» **SET PROBLEM**
Transcribe the records below line for line, leaving out the pictures.

(Object outline annotations)
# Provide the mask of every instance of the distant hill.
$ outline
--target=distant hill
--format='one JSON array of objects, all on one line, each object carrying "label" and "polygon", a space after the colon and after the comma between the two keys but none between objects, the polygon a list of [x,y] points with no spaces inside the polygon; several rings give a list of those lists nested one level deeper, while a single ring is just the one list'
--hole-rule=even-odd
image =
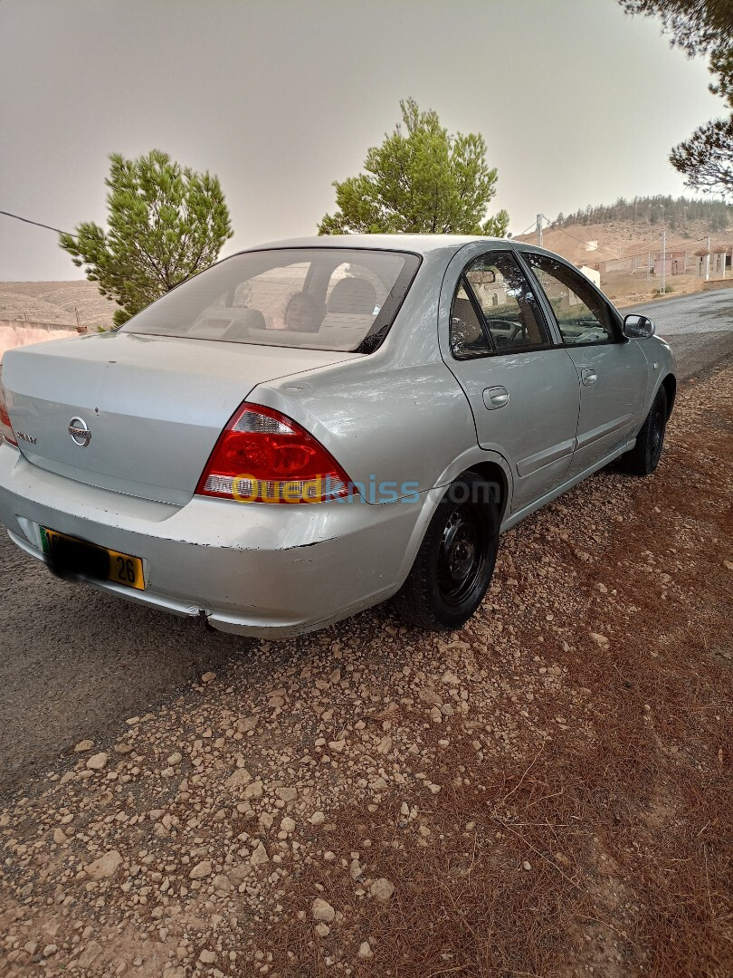
[{"label": "distant hill", "polygon": [[[579,267],[598,271],[606,294],[619,304],[628,304],[659,293],[662,283],[656,273],[661,269],[663,233],[668,259],[665,290],[698,291],[703,278],[697,255],[707,250],[709,242],[711,251],[730,256],[733,208],[716,200],[686,198],[620,198],[616,203],[558,214],[542,231],[542,246]],[[517,240],[537,244],[537,234]],[[727,267],[730,276],[730,257]],[[711,277],[720,276],[715,272]]]},{"label": "distant hill", "polygon": [[[662,233],[667,232],[667,248],[687,249],[690,253],[711,244],[733,244],[733,208],[717,200],[691,200],[686,198],[620,198],[616,203],[558,214],[542,232],[542,246],[557,251],[576,264],[594,265],[628,258],[662,248]],[[522,242],[537,242],[536,233],[522,235]]]},{"label": "distant hill", "polygon": [[109,327],[116,308],[86,280],[0,282],[0,319]]},{"label": "distant hill", "polygon": [[620,197],[616,203],[587,206],[574,214],[560,213],[550,227],[571,225],[614,224],[620,221],[633,227],[679,231],[703,225],[711,233],[725,231],[733,225],[733,208],[722,200],[692,200],[686,197],[635,197],[626,200]]}]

» **CORRECT OUTPUT**
# Provide the mask of every instance of the distant hill.
$ outline
--target=distant hill
--format='one JSON array of objects, all on one line, each object carrying "label" and "polygon", a space after the colon and after the comma between the two keys but none between objects, the polygon a list of [x,y] points with no spaces inside the polygon; several rings give a list of those lists nested one level deeper, while a single ring is just the one list'
--hole-rule=even-odd
image =
[{"label": "distant hill", "polygon": [[[579,267],[598,271],[606,294],[619,304],[628,304],[659,293],[662,283],[656,273],[661,269],[663,233],[668,259],[665,290],[698,291],[703,278],[697,255],[707,250],[709,242],[711,251],[730,256],[733,208],[716,200],[686,198],[620,198],[616,203],[558,214],[542,231],[542,246]],[[517,240],[537,244],[537,234]],[[727,267],[730,276],[730,257]],[[711,277],[720,276],[715,272]]]},{"label": "distant hill", "polygon": [[[662,233],[667,232],[667,248],[687,249],[690,253],[711,244],[733,244],[733,208],[717,200],[691,200],[686,198],[620,198],[616,203],[558,214],[542,232],[542,246],[557,251],[576,264],[594,265],[628,258],[662,248]],[[522,242],[537,242],[536,233],[522,235]]]},{"label": "distant hill", "polygon": [[109,327],[116,308],[86,280],[0,282],[0,319]]},{"label": "distant hill", "polygon": [[620,197],[616,203],[587,206],[574,214],[560,213],[550,227],[571,225],[614,224],[620,221],[633,227],[679,231],[703,225],[711,233],[725,231],[733,225],[733,208],[722,200],[692,200],[686,197],[635,197],[626,200]]}]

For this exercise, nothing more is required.